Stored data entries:
....................

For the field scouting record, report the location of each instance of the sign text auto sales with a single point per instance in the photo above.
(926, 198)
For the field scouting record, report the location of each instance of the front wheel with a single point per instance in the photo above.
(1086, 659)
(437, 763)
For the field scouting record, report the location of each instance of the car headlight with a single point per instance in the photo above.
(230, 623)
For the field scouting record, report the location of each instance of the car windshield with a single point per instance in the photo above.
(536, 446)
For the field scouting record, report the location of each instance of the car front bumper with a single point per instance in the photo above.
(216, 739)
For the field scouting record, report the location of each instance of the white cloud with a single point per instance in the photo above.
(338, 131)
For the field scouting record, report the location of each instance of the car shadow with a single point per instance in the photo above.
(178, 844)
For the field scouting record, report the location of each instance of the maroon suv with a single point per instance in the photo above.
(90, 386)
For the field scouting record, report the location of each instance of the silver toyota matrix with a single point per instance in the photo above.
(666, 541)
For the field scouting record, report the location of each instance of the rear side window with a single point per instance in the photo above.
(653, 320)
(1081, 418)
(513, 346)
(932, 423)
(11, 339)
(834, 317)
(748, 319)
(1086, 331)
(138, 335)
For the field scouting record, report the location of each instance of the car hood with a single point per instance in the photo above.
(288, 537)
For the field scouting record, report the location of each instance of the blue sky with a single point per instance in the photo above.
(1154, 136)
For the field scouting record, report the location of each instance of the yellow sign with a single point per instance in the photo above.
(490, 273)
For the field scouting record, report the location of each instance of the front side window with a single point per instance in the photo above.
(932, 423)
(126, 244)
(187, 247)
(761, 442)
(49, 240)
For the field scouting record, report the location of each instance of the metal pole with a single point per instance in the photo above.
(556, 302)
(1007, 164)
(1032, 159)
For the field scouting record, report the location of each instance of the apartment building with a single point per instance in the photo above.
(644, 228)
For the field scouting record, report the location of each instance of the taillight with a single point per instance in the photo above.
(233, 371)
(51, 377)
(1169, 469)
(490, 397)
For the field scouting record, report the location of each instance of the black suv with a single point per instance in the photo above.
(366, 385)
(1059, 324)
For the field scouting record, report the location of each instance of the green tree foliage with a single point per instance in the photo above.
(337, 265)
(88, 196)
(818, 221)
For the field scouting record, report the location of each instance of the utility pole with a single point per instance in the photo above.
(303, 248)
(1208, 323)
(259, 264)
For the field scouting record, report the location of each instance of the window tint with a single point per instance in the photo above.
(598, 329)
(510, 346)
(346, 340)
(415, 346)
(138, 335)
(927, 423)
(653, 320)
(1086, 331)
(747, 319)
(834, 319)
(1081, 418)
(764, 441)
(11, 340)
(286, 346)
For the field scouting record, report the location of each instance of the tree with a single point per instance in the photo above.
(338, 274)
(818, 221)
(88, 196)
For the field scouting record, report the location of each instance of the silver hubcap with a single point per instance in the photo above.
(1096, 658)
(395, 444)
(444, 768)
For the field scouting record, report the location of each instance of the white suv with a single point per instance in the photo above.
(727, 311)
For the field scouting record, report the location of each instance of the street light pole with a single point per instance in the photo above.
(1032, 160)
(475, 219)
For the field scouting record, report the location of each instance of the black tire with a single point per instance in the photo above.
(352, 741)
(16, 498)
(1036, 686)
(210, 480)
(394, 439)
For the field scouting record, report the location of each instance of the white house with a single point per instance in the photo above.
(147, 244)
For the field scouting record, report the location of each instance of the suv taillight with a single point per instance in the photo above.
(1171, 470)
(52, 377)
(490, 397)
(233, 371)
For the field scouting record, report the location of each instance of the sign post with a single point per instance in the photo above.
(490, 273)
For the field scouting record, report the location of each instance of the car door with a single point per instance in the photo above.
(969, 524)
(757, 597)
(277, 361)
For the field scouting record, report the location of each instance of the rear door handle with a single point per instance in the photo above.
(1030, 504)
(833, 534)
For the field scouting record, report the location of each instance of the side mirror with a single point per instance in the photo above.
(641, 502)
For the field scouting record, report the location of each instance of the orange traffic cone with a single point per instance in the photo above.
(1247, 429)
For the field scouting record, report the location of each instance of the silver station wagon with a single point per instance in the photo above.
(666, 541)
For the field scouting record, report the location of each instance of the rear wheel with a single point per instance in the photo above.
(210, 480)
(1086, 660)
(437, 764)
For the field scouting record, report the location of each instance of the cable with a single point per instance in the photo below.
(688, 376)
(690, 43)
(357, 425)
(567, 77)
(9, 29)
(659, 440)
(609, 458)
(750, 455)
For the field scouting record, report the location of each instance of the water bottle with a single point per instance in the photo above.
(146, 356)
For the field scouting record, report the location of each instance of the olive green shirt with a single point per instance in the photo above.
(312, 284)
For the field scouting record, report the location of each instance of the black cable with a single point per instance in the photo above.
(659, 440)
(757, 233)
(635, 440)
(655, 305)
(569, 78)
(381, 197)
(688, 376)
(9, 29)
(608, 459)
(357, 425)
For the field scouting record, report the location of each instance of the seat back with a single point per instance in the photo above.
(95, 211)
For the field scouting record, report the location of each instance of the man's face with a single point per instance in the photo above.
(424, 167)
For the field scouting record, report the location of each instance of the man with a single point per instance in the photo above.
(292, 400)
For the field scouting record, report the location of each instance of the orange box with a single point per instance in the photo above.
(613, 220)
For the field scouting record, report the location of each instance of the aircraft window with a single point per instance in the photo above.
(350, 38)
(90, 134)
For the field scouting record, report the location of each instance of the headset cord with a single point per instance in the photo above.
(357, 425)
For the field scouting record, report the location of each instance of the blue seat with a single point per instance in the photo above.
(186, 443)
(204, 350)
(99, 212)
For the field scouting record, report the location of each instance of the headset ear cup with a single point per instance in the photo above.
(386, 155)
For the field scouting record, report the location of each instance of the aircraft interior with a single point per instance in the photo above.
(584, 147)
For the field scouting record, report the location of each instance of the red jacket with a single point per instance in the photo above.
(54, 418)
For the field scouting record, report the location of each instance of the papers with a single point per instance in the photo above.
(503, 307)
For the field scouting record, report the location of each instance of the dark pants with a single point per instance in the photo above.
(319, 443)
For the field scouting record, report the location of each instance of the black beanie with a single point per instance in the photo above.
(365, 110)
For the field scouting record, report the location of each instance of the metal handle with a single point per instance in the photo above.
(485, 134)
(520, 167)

....................

ACTIVITY:
Would you set down every record again, exactly as it appears above?

RESULT OF THE TASK:
For the field scouting record, report the location of each instance of the sign text auto sales with a single point per instance in the photo above.
(926, 198)
For the field scouting record, report the location of each instance of the front wheel with a single point per instance in the photo above.
(1086, 659)
(437, 763)
For the field scouting record, report the location of each instance of the car headlight with a single point per instance in the photo above.
(230, 623)
For the field scouting record, report the location of each instance of the car windshield with a single point per instance in the photo above.
(536, 446)
For the field scouting record, report the location of each instance of the car front bumper with a single point per instance in the photo above.
(216, 739)
For the field scouting record, report the location of each instance of the white cloud with a single point per instance in the photo above.
(338, 131)
For the field scouting record, report the location of each instance of the car shadow with a single point per instance in the photo above.
(178, 844)
For the field scouting record, report the location of each instance of the maroon suv with a single point per instance in the photo above.
(90, 386)
For the field scouting record, report the location of each instance of the silver toyota matrix with a single point per instance in the photo above.
(666, 541)
For the field scouting record, report the location of each instance of the rear side window with a single point per instance in the photo above.
(653, 320)
(1081, 418)
(513, 346)
(932, 423)
(11, 339)
(834, 317)
(748, 319)
(1086, 331)
(138, 335)
For the field scouting record, report the location of each instance of the car hood with a single point per instance in the photo above.
(288, 537)
For the field scouting record, report the location of each instance of the blue sky with a single point per instance in the photo above.
(1154, 136)
For the field scouting record, report the location of each instance of the yellow sign with a single point per instance in the photo above.
(490, 273)
For the field scouting record, report the location of each instance of the front side window with a single point per instance in the photo above.
(932, 423)
(126, 244)
(187, 247)
(761, 442)
(49, 240)
For the field scouting record, report the location of each instance of the metal pole with a single point per instance in the photo above.
(556, 302)
(1007, 164)
(1032, 159)
For the field scouting record, report the location of each instance of the apartment building with a single point per instance in the photo above.
(644, 228)
For the field scouting record, report the location of each instance of the taillight with a single point per instance in the photo above.
(233, 371)
(51, 377)
(1169, 469)
(490, 397)
For the field scouting record, report the location of each instance of the black suv with a single point per instance in the photo above.
(366, 385)
(1059, 324)
For the field scouting record, report the location of each instance of the green tree foliage with a single point per instance in the photo above.
(337, 265)
(88, 196)
(818, 221)
For the field scouting record, report the location of each instance of the utility pole with a single point per instance in the photo above.
(303, 248)
(1208, 323)
(259, 264)
For the field scouting record, report the location of each instance of the window tint with a single point per instance in the photo above.
(598, 329)
(510, 346)
(346, 340)
(415, 346)
(138, 335)
(927, 423)
(653, 320)
(1086, 331)
(747, 319)
(834, 319)
(1081, 418)
(764, 441)
(11, 340)
(286, 346)
For the field scouting record, report the location of each instance of the tree with a single point per instance in the photo above.
(338, 274)
(818, 221)
(88, 196)
For the field scouting record, report the location of each instance of the silver hubcap with a single point per instance in the photo above.
(1096, 658)
(395, 444)
(444, 768)
For the field scouting record, report the location of each instance of the white suv with a single point per instance in the photo above.
(727, 311)
For the field scouting record, report the location of each instance of the street light pole with a single point per instance in the photo above.
(1032, 160)
(475, 219)
For the field scouting record, report the location of each instance of the black tire with a single point per instance in the photo above.
(352, 741)
(16, 498)
(1036, 686)
(210, 480)
(394, 439)
For the field scouting record, report the location of each instance of the white house with a single point per instance in the photo above.
(147, 244)
For the field scouting record, report the location of each instance of the suv taillight with a single point per instance in the photo above.
(1171, 470)
(52, 377)
(490, 397)
(233, 371)
For the field scouting record, report the location of each instance of the sign post with a single point per instance in the photo above.
(490, 273)
For the field scouting record, report the location of each instance of the car door with a single point per instance in the photo above.
(969, 524)
(757, 597)
(277, 361)
For the field scouting record, report the location of each instance of the rear door handle with a single point per instance in the photo above.
(1030, 504)
(833, 534)
For the field scouting record, report the location of each instance of the side mirror with a single point per instance in the photo above.
(641, 502)
For the field scouting record, report the location of each instance of the orange traffic cone with a single point per instance in the photo above.
(1247, 429)
For the field scouting record, report the location of each instance of the silver station wagon with a single point per instance in the photo above.
(666, 541)
For the field scouting record, report the location of each instance of the rear wheel with a single point per instance in the photo above.
(210, 480)
(1086, 660)
(437, 764)
For the field scouting record, report the location of each instance of the cable with a single point per instance in the photo below.
(688, 376)
(690, 43)
(357, 425)
(567, 77)
(9, 29)
(659, 440)
(609, 458)
(750, 455)
For the field scouting record, report the location of each instance of the water bottle with a single point per instance in the photo above.
(146, 356)
For the field scouting record, report the location of each instance of the olive green shirt with a single point per instance in the photo above.
(312, 284)
For the field scouting record, report the location of each instance of the black cable with a single point per instance in the photo above.
(659, 440)
(757, 233)
(635, 440)
(655, 305)
(569, 78)
(381, 197)
(688, 376)
(9, 29)
(608, 459)
(357, 425)
For the field scouting record, report the location of each instance of the seat back with a single point per instance in the photo above.
(95, 211)
For the field scouting record, report the location of each instance of the man's face with a single point per instance in the photo above.
(424, 167)
For the field scouting record, report the location of each instance of the man with a single point per instance in the photo above.
(292, 400)
For the field scouting record, report the location of each instance of the orange box with a single point per instance in the photo above.
(613, 220)
For the field scouting record, report the location of each instance of the aircraft window with a single point per instance in the photo above.
(350, 38)
(90, 134)
For the field scouting record, report the location of each instance of the headset cord with a single point per instance in the photo above.
(357, 425)
For the field scouting record, report the location of each instance of the blue seat with a single point per instance in the photo above.
(186, 443)
(204, 350)
(99, 212)
For the field scouting record, report the location of each instance of the headset ear cup with a single point per instance in the photo above.
(386, 155)
For the field scouting record, report the location of each instance of the aircraft interior with a single point per instance in the photo above.
(584, 147)
For the field scouting record, report the location of each instance of the red jacket with a single point per instance in the photo above.
(54, 418)
For the field scouting record, report the location of each instance of the papers with a single point per instance in the photo above.
(503, 307)
For the field scouting record, report the location of each instance of the dark pants with a single point per instance in the photo above.
(319, 443)
For the field scouting record, report the location of each instance of the black beanie with a single point per instance in the photo above.
(365, 110)
For the field scouting record, report the location of each instance of the metal handle with a single point per instance in the photo above.
(485, 134)
(520, 167)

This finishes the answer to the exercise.